Prompt 1:
Arrange the records below as a two-column CSV with the headers instruction and answer. Give one row per record, putting its text and its answer each in a single quoted field with line breaks replaced by spaces.

-------- Source document

The 2026 Masters Wild Card: Why Collin Morikawa Could Be Augusta’s Best-Kept Secret
Having spent the better part of three and a half decades watching this game unfold from every angle—from the bag as a caddie to the press tower—I’ve learned that the Masters has a way of humbling favorites and rewarding the prepared. And if I’m reading the tea leaves correctly heading into April’s 2026 edition, we’re about to see a fascinating subplot play out on Magnolia Lane that most casual observers are completely missing.
Let me be direct: I think we’re overvaluing Xander Schauffele at +1600 odds, and more importantly, we’re wildly underestimating what Collin Morikawa could do at +2700.
The Schauffele Stumble Nobody Saw Coming
Here’s what struck me immediately about Schauffele’s current position. The model’s assessment that he "stumbles and barely cracks the top 10" isn’t some hot take from an algorithm gone haywire. It’s grounded in something I’ve watched happen to elite players throughout my career: the putting yips can absolutely derail even the most talented ball-strikers.

----------------
-------- Given information

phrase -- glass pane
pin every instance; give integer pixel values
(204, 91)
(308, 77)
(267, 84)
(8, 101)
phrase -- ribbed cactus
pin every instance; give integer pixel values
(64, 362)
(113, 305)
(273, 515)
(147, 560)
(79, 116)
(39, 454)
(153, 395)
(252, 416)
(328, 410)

----------------

Prompt 2:
Condense the paragraph of the Masters article that begins "Here’s what struck me immediately" into two or three sentences, keeping its main facts.

Final result 1:
instruction,answer
"phrase -- glass pane pin every instance; give integer pixel values","(204, 91) (308, 77) (267, 84) (8, 101)"
"phrase -- ribbed cactus pin every instance; give integer pixel values","(64, 362) (113, 305) (273, 515) (147, 560) (79, 116) (39, 454) (153, 395) (252, 416) (328, 410)"

Final result 2:
Schauffele’s current position immediately stood out to the author. The model’s assessment that he "stumbles and barely cracks the top 10" is not a wild algorithmic hot take. It rests on something the author has seen throughout a long career: putting yips can derail even the most talented ball-strikers.